Work required:
Please swap "submission" for "response" in the entries, starting with the line that contains "the bare leg?" and going on through the end of the entries, and write those lines again with nothing else changed.

Begin

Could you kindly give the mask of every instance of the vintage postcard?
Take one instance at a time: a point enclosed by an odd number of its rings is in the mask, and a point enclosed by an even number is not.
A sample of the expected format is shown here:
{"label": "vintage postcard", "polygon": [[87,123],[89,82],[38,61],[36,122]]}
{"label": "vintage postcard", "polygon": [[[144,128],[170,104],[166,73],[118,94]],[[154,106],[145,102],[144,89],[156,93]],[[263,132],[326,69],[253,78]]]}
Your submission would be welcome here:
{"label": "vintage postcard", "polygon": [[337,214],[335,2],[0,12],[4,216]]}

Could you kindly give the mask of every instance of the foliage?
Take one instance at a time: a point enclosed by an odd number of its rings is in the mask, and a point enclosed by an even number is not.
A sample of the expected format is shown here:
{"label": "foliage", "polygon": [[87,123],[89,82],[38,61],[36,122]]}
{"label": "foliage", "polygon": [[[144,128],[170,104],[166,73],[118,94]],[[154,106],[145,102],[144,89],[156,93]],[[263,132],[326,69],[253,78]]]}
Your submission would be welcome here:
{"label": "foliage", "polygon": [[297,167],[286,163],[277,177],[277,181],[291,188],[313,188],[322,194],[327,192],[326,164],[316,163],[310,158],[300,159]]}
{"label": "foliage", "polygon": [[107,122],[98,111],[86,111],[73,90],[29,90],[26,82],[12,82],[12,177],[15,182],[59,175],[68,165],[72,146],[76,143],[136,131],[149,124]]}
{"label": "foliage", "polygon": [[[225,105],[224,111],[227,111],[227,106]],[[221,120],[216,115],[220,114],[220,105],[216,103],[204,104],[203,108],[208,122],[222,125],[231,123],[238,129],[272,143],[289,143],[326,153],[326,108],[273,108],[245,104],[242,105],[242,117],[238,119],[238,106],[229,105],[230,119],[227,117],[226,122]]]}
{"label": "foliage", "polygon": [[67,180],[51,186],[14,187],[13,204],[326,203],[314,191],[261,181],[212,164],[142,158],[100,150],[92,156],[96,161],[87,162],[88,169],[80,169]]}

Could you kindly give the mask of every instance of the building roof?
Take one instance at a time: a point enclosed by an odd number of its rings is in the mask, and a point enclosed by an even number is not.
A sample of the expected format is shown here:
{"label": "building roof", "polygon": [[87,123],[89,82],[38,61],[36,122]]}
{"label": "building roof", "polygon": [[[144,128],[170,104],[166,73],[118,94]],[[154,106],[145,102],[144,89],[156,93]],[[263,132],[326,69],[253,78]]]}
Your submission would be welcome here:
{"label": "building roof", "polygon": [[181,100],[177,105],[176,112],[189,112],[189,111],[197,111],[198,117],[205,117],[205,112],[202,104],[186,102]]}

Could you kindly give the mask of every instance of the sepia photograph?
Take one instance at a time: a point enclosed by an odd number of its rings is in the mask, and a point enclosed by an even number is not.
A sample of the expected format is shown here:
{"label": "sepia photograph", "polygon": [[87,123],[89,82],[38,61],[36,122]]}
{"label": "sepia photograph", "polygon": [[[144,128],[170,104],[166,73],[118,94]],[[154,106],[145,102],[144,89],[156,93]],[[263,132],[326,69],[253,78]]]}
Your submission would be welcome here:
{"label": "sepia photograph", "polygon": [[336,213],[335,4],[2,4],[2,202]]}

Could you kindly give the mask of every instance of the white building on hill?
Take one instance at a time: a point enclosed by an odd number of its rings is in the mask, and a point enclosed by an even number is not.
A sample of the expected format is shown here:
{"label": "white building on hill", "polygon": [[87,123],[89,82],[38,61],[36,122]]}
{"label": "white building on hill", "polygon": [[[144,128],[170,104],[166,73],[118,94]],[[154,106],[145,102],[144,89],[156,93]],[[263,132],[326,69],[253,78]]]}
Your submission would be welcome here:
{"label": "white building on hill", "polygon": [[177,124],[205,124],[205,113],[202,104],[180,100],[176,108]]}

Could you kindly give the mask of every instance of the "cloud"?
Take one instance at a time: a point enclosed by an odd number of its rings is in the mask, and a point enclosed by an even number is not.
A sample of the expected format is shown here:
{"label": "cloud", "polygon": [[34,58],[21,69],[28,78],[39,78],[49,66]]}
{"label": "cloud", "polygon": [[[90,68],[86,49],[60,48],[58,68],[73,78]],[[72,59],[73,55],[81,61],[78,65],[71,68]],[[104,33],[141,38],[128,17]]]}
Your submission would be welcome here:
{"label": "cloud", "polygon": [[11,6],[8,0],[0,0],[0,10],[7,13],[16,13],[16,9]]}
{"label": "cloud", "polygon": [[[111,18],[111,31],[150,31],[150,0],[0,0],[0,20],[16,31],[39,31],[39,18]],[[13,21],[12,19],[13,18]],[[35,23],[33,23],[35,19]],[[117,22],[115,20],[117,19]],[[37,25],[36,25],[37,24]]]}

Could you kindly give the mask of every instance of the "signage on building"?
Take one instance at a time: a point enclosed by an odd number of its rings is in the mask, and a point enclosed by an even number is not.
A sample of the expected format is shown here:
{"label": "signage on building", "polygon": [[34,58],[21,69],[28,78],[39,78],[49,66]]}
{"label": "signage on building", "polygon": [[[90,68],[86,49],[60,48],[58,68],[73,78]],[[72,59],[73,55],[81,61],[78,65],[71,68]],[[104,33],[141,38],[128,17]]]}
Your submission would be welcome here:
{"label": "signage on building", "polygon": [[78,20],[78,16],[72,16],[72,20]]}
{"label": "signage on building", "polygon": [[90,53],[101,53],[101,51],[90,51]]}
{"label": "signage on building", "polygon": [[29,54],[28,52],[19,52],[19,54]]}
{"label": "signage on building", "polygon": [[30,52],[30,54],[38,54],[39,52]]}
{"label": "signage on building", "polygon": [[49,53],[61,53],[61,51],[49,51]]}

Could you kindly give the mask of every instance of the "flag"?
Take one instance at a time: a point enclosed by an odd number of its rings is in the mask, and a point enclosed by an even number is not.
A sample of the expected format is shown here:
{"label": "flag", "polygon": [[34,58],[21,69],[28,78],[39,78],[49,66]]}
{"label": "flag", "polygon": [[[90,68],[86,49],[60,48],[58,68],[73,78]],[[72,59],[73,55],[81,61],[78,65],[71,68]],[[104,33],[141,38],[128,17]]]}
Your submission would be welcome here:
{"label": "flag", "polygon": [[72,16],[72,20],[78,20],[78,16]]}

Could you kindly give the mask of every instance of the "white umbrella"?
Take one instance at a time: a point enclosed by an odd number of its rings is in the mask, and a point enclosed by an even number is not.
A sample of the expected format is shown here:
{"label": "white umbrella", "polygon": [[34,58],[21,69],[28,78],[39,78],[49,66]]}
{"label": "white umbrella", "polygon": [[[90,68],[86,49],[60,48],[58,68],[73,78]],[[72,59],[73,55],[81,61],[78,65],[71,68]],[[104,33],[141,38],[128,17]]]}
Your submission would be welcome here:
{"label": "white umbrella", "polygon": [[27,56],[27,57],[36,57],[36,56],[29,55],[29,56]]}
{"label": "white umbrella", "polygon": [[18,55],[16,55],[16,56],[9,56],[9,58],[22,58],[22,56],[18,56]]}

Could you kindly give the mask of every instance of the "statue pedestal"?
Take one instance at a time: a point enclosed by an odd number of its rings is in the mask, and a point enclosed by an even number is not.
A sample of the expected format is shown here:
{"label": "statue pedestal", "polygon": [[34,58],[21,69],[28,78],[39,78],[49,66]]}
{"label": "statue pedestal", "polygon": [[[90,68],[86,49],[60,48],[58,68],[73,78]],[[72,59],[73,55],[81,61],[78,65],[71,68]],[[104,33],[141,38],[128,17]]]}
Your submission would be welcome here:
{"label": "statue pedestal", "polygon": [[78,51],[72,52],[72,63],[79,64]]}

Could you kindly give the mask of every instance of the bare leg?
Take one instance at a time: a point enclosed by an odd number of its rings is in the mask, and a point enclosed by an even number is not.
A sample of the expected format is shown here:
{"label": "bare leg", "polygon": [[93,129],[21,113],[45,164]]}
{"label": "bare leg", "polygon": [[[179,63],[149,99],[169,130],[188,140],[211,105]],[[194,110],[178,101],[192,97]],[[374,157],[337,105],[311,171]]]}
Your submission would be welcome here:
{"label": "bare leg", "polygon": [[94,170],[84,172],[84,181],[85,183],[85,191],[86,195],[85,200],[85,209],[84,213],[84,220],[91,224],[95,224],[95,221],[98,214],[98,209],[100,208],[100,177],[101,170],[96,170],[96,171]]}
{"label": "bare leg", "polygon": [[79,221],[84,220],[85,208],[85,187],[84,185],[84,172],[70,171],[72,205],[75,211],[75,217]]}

End

Response:
Could you kindly give the mask of every instance of the bare leg?
Take one instance at a time: a point enclosed by an odd number of its rings is in the mask, and a point enclosed by an even number is not.
A sample of the expected format is shown here:
{"label": "bare leg", "polygon": [[93,129],[21,113],[45,164]]}
{"label": "bare leg", "polygon": [[[179,63],[149,99],[169,130],[188,140],[211,105]],[[194,110],[178,101],[192,97]],[[374,157],[337,105],[311,171]]]}
Your response would be welcome here:
{"label": "bare leg", "polygon": [[94,170],[84,172],[84,181],[85,183],[85,191],[86,195],[85,200],[85,209],[84,213],[84,220],[91,224],[95,224],[95,221],[98,214],[98,209],[100,208],[100,177],[101,170],[96,170],[96,171]]}
{"label": "bare leg", "polygon": [[79,221],[84,220],[85,208],[85,187],[84,185],[84,172],[70,171],[72,205],[75,211],[75,217]]}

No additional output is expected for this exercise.